=== Activity ===
Write out again, exactly, the lines below starting at the one with "Query: lanyard" and ending at the one with "Query: elephant head".

Excerpts from a dataset
· · · · ·

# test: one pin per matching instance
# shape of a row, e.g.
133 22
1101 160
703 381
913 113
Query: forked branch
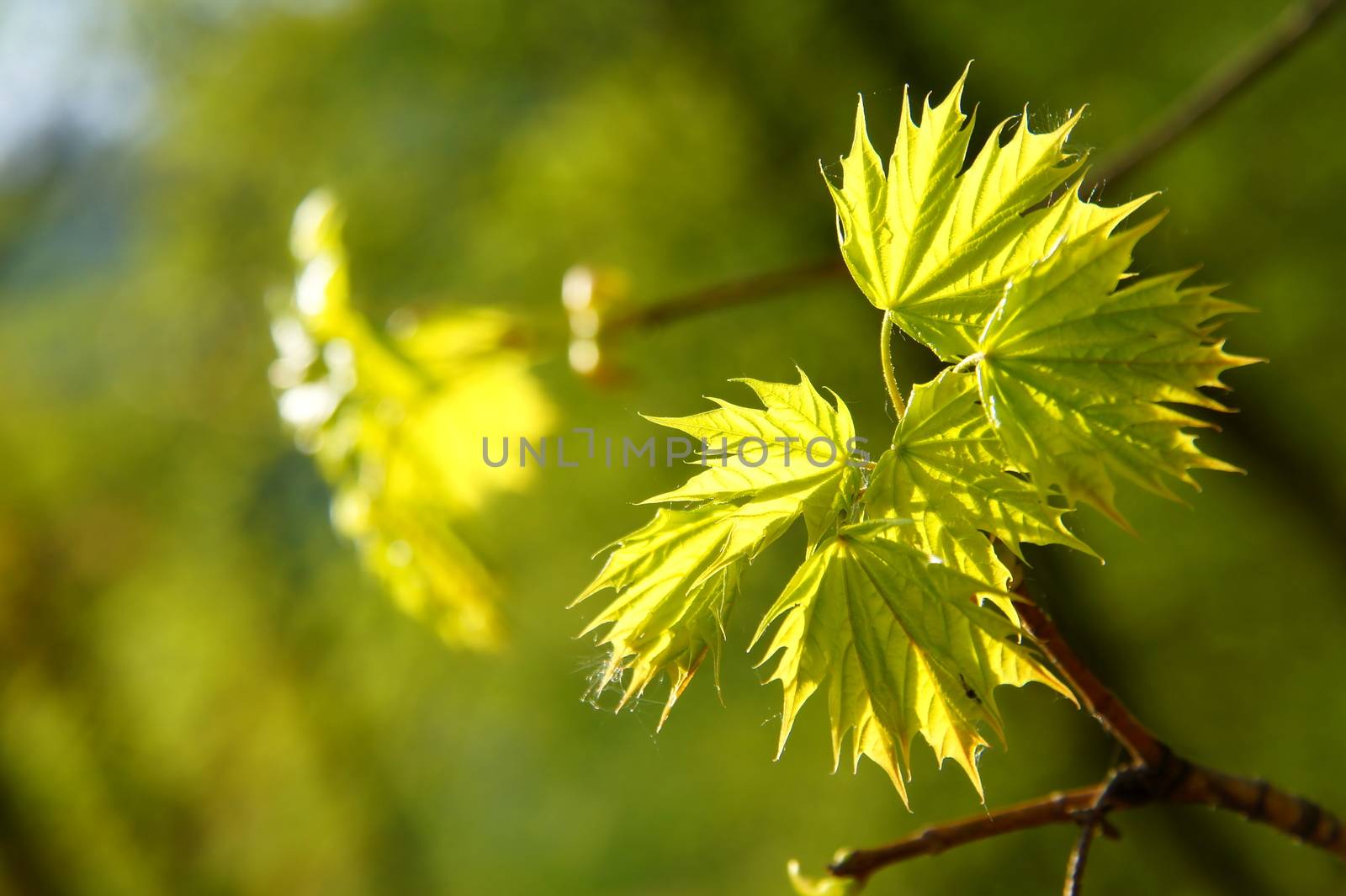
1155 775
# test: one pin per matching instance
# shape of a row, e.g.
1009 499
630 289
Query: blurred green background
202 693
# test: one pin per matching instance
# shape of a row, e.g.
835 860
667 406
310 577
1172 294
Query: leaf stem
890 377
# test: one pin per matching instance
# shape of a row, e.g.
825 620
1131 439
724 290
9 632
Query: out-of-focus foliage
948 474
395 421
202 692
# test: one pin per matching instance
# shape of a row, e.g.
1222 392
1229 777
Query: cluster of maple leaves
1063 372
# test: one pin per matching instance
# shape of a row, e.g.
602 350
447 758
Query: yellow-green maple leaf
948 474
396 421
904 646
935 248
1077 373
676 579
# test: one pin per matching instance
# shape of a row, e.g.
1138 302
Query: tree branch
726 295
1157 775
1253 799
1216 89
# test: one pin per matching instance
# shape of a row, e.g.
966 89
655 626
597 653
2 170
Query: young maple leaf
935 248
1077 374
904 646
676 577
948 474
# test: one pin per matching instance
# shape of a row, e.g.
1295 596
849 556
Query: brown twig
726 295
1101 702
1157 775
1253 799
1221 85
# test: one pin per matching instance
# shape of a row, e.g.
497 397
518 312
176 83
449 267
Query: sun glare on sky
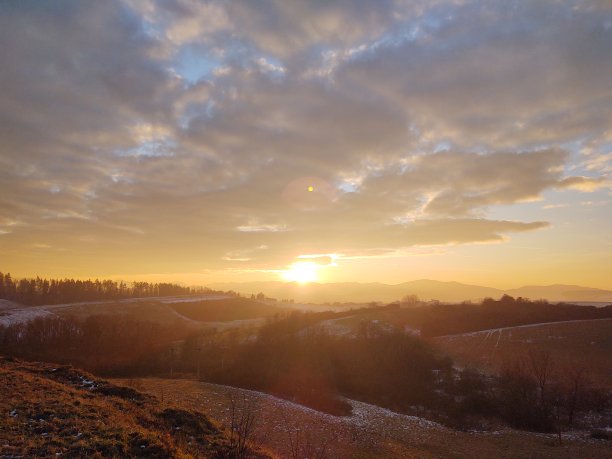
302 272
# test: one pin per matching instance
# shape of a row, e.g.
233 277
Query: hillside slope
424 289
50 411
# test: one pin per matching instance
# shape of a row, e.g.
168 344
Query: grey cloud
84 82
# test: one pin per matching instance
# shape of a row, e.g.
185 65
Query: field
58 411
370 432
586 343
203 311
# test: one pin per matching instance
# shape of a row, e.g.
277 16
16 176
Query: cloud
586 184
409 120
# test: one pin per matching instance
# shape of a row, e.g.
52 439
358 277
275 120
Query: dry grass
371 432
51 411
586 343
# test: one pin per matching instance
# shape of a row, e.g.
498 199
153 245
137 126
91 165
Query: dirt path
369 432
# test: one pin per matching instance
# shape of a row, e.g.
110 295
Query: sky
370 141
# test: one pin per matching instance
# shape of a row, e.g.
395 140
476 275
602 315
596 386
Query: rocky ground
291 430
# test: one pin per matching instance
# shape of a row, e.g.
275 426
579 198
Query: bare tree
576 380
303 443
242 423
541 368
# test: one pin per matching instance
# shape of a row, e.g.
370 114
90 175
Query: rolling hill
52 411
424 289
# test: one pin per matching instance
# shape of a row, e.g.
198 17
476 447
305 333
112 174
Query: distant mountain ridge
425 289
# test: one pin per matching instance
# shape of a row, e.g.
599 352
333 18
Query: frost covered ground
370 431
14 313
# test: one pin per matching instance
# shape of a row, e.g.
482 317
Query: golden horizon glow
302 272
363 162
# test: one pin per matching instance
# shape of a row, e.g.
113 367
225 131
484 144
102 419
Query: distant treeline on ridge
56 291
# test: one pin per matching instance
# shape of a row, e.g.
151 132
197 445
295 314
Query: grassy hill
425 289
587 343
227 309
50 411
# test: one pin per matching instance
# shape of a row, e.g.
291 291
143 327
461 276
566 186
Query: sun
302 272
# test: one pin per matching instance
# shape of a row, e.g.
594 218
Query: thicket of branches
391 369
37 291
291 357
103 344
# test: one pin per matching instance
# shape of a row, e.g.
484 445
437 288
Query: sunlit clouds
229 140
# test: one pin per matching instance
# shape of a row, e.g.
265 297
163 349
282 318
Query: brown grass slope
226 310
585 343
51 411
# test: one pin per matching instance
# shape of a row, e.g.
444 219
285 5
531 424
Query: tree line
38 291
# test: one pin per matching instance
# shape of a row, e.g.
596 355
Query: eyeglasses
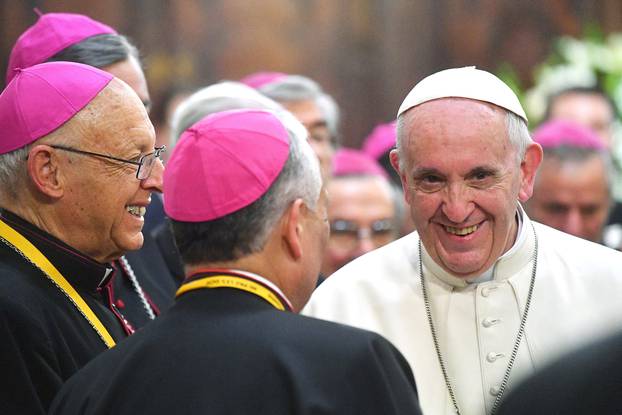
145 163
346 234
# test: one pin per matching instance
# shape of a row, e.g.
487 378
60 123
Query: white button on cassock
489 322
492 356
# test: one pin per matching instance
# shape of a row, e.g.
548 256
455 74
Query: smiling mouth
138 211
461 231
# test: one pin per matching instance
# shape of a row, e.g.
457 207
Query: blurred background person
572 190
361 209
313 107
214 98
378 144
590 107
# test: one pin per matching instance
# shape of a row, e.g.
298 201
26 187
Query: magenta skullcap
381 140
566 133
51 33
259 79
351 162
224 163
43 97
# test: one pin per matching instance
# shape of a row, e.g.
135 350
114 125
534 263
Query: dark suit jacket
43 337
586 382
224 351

· · · · ·

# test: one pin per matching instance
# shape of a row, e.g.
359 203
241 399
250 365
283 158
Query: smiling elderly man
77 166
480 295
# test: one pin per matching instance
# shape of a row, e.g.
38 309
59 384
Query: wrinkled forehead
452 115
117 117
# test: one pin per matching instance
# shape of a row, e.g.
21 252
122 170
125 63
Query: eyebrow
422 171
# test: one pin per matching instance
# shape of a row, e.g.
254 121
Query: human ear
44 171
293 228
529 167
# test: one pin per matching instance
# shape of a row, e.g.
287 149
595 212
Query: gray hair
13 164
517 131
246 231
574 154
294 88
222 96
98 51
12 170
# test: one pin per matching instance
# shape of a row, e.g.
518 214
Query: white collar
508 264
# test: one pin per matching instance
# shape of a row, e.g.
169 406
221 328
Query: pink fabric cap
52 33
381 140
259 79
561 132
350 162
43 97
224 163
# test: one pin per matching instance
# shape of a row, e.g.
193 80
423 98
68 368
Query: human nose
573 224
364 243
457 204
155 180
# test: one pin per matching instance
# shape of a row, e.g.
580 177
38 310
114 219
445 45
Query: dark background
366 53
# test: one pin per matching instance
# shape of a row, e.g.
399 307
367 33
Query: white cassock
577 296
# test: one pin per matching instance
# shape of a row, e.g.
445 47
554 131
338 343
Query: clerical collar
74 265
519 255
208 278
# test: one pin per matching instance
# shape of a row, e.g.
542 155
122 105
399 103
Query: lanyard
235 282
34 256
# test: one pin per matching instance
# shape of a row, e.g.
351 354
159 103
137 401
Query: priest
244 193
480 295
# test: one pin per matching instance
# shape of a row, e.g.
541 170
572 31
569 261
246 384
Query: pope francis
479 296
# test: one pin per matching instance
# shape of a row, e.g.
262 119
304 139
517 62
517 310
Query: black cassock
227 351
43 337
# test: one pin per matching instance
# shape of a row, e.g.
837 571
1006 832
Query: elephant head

· · · · ·

=== Result ===
Query: lanyard
235 282
34 256
# test: one pin per matching instance
# shape of a row, e.g.
351 354
159 103
137 401
Query: priest
244 193
480 295
# test: one pin per matching instance
# shape of a row, e.g.
541 170
572 31
569 261
246 384
Query: pope francis
479 296
# test: one pin per matching instance
# shape of a row, e.g.
262 119
304 139
517 62
517 310
Query: black cassock
227 351
43 337
# test: one pin per matching instance
# shape of a row, e.g.
837 571
1006 832
Query: elephant head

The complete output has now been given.